__Task objective__
Replace "single pin" with "single point" and write out the material from the line containing "The component shall indicate each instance of the pink glove" through the end, with nothing else changed.

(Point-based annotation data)

—————

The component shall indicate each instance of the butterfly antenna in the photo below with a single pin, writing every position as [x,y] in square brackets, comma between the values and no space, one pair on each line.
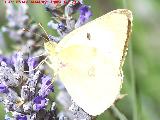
[41,63]
[27,30]
[53,45]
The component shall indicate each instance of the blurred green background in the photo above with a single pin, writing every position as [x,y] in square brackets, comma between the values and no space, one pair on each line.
[142,66]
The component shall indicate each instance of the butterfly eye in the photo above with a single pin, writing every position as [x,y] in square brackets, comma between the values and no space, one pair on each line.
[88,36]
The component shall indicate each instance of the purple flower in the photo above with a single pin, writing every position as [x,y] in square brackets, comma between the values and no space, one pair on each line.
[84,16]
[46,87]
[3,88]
[5,59]
[39,103]
[21,117]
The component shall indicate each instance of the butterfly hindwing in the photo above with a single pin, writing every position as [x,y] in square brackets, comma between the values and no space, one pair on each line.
[90,59]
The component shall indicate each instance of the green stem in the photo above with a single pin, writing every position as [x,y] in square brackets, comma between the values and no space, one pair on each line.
[133,84]
[132,77]
[117,113]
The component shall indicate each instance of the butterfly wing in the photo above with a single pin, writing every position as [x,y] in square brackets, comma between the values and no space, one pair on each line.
[90,67]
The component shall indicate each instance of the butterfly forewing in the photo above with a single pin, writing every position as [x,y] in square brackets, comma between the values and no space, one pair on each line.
[89,60]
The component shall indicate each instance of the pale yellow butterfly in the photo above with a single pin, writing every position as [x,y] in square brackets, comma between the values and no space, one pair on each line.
[89,60]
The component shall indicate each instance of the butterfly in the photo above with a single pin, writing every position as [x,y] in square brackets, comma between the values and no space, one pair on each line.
[89,60]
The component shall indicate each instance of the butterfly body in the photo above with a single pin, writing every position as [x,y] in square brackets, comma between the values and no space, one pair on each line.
[89,60]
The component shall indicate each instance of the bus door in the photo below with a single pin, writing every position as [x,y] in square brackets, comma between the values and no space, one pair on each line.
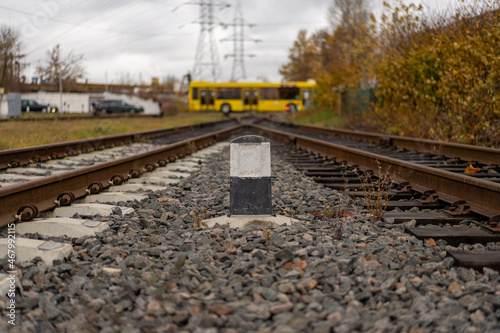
[250,99]
[207,99]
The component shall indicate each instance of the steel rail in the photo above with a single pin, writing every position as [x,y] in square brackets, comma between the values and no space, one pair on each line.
[24,156]
[482,196]
[59,117]
[24,201]
[467,152]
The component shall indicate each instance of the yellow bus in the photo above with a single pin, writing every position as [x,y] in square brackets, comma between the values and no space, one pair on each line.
[246,96]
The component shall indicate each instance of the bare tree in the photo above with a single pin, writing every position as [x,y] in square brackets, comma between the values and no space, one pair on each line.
[68,69]
[348,13]
[10,58]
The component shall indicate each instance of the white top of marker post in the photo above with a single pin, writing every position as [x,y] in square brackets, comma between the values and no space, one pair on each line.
[250,157]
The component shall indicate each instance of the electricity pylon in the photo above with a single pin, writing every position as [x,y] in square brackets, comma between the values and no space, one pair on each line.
[207,60]
[238,39]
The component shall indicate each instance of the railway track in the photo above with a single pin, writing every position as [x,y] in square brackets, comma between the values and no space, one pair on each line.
[425,187]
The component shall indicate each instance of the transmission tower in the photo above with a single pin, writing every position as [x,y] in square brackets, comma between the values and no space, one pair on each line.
[207,60]
[238,39]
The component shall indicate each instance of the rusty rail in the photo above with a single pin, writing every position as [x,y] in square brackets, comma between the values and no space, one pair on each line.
[26,200]
[24,156]
[467,152]
[482,196]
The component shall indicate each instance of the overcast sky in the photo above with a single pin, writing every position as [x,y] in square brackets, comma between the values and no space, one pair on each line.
[140,39]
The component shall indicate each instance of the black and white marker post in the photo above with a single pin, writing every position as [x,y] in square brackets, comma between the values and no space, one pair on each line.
[250,189]
[250,172]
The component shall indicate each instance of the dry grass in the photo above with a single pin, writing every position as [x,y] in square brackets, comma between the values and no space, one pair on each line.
[18,134]
[376,191]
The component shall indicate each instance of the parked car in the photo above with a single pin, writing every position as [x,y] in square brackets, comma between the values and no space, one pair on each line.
[116,105]
[33,105]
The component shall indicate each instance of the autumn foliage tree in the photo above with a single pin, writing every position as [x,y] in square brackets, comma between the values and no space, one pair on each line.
[10,58]
[334,57]
[439,79]
[69,69]
[436,75]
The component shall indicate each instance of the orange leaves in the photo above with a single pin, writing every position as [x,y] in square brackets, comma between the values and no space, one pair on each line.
[430,241]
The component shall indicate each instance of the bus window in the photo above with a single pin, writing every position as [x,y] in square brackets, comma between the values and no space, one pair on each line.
[289,93]
[269,93]
[228,93]
[211,97]
[203,96]
[251,97]
[207,97]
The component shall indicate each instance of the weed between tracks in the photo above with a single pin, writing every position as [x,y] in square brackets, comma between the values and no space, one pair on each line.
[376,191]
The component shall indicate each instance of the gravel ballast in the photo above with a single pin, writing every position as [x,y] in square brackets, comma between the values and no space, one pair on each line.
[160,270]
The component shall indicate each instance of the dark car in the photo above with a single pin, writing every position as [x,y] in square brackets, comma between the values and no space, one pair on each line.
[115,106]
[33,105]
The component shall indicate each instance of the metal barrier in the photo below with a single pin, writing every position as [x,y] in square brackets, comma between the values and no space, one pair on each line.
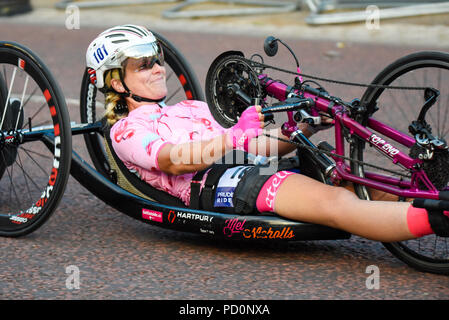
[390,9]
[100,4]
[262,7]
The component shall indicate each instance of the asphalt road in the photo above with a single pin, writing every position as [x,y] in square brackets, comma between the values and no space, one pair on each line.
[120,258]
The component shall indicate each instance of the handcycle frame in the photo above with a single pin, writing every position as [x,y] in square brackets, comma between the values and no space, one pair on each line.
[215,224]
[322,102]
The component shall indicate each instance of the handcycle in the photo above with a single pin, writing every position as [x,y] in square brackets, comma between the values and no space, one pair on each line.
[34,115]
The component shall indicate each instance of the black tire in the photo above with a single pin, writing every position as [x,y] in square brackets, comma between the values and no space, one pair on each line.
[422,69]
[35,172]
[182,84]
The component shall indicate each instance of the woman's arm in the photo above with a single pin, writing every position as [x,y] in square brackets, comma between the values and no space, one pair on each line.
[266,146]
[191,156]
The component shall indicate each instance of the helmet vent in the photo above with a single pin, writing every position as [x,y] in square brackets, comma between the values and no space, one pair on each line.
[119,41]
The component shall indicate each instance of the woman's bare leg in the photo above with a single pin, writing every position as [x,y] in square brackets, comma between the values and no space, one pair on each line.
[304,199]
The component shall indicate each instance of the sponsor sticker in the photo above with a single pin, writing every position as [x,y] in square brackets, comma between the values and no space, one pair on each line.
[226,186]
[152,215]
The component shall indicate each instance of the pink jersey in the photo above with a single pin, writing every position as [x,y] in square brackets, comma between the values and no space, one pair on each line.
[138,138]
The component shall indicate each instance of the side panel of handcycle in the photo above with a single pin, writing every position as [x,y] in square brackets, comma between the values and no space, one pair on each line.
[217,225]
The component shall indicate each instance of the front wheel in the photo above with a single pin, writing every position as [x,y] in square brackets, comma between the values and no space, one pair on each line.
[398,108]
[35,141]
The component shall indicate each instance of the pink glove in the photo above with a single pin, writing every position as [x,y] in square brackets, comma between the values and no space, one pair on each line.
[247,127]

—————

__Output for this task__
The component shall indicate each instance of the pink glove in the photo above with a single point, writing every position as [x,y] in square brackets, comma between the values and no space, one pair on each line.
[247,127]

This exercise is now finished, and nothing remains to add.